Exact copies of the lines from the line containing "Indicate the sunglasses" through the last line of the entries below are the whole answer.

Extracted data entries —
────────────────────────────────────────
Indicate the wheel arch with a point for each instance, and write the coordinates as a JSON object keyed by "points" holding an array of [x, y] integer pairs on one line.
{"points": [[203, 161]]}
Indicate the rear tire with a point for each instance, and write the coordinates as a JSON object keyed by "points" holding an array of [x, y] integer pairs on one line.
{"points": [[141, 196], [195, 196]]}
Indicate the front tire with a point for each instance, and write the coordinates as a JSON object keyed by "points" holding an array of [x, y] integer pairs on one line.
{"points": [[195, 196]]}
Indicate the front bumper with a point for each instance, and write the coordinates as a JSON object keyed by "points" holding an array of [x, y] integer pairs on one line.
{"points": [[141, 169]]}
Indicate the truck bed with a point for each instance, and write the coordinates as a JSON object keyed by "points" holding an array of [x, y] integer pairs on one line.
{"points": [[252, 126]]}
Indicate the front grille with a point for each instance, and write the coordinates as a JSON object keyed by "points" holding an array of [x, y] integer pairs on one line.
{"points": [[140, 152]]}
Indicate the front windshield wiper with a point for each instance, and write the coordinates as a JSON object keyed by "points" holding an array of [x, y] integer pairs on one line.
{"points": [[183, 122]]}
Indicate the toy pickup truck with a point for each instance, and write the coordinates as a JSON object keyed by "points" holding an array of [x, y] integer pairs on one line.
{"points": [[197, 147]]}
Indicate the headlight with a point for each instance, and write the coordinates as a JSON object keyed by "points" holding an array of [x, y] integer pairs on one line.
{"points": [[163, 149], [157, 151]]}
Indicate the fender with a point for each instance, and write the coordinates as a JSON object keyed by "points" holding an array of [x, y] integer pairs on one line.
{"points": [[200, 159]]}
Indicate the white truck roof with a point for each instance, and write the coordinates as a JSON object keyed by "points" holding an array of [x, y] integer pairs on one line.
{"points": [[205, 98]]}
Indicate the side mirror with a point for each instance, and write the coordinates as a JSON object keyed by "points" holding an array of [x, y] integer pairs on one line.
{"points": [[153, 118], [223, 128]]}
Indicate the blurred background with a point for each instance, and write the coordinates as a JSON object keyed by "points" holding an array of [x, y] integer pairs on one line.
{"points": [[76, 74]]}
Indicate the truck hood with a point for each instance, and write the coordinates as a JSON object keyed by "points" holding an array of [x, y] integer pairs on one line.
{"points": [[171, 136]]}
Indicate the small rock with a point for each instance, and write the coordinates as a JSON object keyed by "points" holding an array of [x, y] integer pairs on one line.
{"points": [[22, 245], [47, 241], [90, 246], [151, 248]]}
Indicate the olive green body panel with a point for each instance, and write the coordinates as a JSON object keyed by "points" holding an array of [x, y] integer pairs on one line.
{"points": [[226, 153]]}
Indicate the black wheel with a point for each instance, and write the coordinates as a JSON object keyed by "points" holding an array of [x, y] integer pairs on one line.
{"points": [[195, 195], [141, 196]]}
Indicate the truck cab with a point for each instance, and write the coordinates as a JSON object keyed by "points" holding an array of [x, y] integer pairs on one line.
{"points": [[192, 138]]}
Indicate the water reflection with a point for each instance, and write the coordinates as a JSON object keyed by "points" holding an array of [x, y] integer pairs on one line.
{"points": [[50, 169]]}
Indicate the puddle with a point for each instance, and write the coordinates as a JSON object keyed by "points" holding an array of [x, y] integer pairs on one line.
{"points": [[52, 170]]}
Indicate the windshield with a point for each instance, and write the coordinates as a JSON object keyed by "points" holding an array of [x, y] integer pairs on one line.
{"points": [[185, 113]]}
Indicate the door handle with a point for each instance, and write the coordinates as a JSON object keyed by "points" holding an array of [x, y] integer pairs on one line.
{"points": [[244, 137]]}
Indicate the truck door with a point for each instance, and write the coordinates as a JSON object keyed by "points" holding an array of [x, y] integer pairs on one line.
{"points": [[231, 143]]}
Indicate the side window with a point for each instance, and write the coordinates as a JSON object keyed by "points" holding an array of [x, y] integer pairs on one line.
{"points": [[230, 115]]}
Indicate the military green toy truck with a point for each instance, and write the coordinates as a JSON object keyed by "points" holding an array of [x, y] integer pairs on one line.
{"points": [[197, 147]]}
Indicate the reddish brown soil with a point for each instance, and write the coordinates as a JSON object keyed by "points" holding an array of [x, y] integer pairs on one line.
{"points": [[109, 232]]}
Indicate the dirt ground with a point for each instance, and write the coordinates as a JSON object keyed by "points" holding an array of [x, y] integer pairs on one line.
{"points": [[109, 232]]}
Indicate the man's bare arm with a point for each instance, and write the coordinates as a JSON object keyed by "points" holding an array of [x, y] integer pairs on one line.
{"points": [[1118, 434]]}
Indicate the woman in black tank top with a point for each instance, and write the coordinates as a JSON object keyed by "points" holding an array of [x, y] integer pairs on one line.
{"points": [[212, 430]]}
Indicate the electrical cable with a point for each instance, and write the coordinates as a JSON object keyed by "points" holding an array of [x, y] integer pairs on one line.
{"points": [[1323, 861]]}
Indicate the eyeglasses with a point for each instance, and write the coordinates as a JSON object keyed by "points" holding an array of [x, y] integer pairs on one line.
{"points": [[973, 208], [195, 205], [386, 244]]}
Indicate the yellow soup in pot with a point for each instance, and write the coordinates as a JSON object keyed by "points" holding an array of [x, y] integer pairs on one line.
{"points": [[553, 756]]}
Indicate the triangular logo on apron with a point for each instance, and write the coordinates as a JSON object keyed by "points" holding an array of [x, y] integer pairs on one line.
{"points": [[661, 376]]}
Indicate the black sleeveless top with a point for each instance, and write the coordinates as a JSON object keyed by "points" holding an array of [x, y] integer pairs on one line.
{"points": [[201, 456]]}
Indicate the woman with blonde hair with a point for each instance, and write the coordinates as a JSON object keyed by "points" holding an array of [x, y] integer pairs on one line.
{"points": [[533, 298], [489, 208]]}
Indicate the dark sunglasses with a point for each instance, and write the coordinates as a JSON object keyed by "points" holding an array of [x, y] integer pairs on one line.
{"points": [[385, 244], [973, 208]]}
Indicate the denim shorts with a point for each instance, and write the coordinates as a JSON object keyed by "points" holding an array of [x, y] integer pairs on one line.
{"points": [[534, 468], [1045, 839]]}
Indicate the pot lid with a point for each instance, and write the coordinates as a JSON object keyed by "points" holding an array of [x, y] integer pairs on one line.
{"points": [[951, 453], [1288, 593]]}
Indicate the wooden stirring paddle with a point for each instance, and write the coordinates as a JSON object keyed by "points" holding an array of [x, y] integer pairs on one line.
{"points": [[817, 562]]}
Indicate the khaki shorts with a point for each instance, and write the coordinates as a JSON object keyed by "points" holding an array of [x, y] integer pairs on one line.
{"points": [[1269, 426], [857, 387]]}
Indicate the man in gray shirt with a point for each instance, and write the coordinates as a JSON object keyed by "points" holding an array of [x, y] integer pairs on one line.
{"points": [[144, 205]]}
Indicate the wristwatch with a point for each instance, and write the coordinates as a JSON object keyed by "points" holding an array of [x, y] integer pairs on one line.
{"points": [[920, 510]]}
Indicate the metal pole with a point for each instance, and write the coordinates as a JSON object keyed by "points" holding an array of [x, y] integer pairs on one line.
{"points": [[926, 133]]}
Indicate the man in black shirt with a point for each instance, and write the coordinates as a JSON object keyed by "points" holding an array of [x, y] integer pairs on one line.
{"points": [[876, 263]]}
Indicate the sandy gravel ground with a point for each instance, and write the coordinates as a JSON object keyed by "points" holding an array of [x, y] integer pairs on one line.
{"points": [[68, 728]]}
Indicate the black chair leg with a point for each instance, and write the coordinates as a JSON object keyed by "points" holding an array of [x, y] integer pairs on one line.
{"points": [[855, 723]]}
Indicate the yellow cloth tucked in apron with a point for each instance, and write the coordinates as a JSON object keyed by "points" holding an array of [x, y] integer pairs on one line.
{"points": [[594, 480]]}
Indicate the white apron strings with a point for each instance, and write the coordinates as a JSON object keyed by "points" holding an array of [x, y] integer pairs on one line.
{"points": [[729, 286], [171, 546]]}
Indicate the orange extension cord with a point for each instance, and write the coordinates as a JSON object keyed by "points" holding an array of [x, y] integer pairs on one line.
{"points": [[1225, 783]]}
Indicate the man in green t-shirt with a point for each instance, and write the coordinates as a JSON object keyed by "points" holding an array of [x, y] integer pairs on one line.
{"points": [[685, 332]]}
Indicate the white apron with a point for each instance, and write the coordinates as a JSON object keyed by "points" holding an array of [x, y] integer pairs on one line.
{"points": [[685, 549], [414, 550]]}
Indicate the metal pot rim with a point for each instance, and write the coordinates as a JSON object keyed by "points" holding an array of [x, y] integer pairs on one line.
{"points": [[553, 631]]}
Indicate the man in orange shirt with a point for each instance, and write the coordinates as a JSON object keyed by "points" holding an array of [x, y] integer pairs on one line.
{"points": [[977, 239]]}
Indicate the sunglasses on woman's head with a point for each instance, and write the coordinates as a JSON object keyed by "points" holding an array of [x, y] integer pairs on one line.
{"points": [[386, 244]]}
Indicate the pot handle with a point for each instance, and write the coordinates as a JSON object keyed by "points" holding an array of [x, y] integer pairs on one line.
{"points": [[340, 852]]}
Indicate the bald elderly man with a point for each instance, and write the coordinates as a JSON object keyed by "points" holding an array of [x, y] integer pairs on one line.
────────────────────────────────────────
Finished task —
Indicate the sunglasses on woman's head with a point for each instance, and write the coordinates as a JSON object keyed by "points" holding an array of [x, y] integer pairs on one line.
{"points": [[386, 244]]}
Indicate the pot handle with a point for each instance, and write the coordinates as a JSON object keyed by "points" holding an array of [x, y] integer pairs on one line.
{"points": [[340, 852]]}
Indicate the bald elderly man with a point for each instance, and write the coordinates as a JSON object keyed by "points" holding an array of [x, y] integer pairs on one line.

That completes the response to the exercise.